- [WHAT THE TASK REQUIRES] Go through the entries and transcribe each one exactly, dropping the pictures.

- [DATA PROVIDED]
____

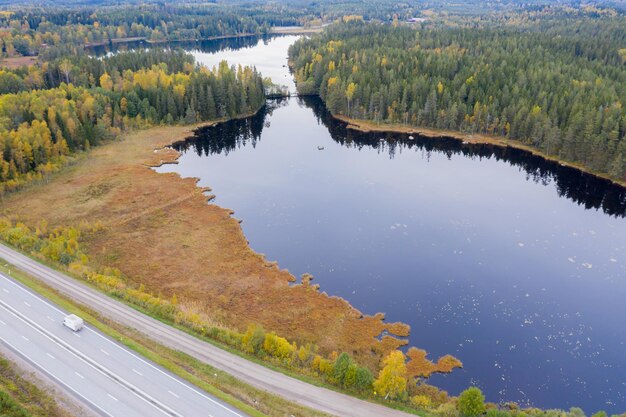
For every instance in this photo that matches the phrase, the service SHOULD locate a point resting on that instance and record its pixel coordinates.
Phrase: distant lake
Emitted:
(513, 264)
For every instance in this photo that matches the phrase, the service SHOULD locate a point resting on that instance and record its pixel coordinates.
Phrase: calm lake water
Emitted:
(515, 265)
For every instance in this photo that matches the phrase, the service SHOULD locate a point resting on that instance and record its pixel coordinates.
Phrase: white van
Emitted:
(73, 322)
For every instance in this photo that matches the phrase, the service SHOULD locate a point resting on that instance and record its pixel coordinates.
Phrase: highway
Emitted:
(98, 371)
(315, 397)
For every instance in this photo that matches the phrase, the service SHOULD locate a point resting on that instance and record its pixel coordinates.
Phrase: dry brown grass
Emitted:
(159, 231)
(368, 126)
(18, 61)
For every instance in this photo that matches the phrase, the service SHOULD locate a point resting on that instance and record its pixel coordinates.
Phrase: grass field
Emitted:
(160, 232)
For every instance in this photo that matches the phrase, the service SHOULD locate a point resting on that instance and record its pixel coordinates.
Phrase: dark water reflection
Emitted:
(205, 46)
(514, 264)
(586, 190)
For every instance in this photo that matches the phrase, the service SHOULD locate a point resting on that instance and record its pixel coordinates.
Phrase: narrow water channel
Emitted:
(515, 265)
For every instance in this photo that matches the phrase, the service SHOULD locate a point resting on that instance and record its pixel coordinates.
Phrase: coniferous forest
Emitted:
(559, 88)
(50, 112)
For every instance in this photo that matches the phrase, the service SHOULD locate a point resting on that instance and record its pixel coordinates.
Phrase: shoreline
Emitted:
(367, 126)
(275, 31)
(210, 265)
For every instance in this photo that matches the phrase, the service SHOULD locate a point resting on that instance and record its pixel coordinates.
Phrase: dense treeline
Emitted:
(562, 94)
(52, 32)
(39, 128)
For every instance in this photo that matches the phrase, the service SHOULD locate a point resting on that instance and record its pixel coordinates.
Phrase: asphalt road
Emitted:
(259, 376)
(98, 371)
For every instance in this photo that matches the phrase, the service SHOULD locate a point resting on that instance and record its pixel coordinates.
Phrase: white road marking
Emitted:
(4, 306)
(58, 379)
(121, 347)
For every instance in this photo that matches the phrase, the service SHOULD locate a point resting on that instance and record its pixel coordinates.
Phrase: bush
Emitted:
(471, 402)
(421, 401)
(252, 341)
(340, 368)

____

- [COMPLETE OUTPUT]
For every instance in this photo that matches the phrase, the service SHOULD locate a point resting on that instance and record its pixel coordinates.
Phrase: distant lake
Emitted:
(513, 264)
For every instance in this photo that matches the phrase, the service SHOULD locate a point resting on that instance and record its pixel coordinates.
Phrase: calm lake water
Emitted:
(515, 265)
For every instance in this photo that matches the phrase, the service SHOULD locate a point resting on that instance and record its pixel coordinates.
Phrase: white van
Emitted:
(73, 322)
For every instance in this photo that matches the phrase, the service SHOULD locate a point resting on that instance and record its pixel coordinates.
Phrase: highway
Emitted:
(98, 371)
(315, 397)
For every instance in this photo that matches the phrase, the service SHOULD locate a point resting on that instance and record its pixel coordinates.
Phrase: dry brown grass
Emitted:
(159, 231)
(368, 126)
(18, 61)
For every instance in this photo that matches the phrase, the service SHOULD locate a point resting on that instance and record its pixel coordinates.
Phrase: grass field
Emitted:
(160, 232)
For every instance in this photo that matches the phrase, the service SHOULD locate a point resting on that instance and record its pixel coordinates.
Phrase: dark water reflection
Emitted:
(205, 46)
(514, 264)
(586, 190)
For every instance in this photo that matches the phrase, the service SHOULD locate a point resting on that instance and record its pixel coordinates.
Phrase: narrow water channel
Emitted:
(515, 265)
For every instance in this photo that matches the phrase, the service SHOULD locate a point resting on that instance and record its pixel coordinates.
Phrase: coniferous forest
Emitted:
(559, 88)
(50, 112)
For every instance in this photo that matches the phrase, the service SHOULD locate a point resting on that instance and record its pixel coordinates.
Phrase: shoreline
Emitted:
(367, 126)
(275, 31)
(210, 265)
For every instance in this photo that matches the phrase, the service SHOULD locate a point resting on that instance and record its pixel coordinates.
Phrase: dense treeline
Emitted:
(562, 94)
(52, 32)
(39, 128)
For every instance in this photo that matches the phrase, the service SHOULD locate a point resting on that instance and record its pixel coordinates.
Phrase: asphalt road
Emitted:
(259, 376)
(98, 371)
For every instance in this photo that matches the phrase, the service SHOULD locate a point resting on that instance and record its pixel coordinates.
Phrase: white road marking
Emitted:
(4, 306)
(58, 379)
(121, 347)
For every instance in this photo that matches the phrase, the service SHOULD locate a point resting on that instance and record its pixel coordinates.
Phrase: bush
Emitted:
(471, 402)
(421, 401)
(252, 341)
(340, 368)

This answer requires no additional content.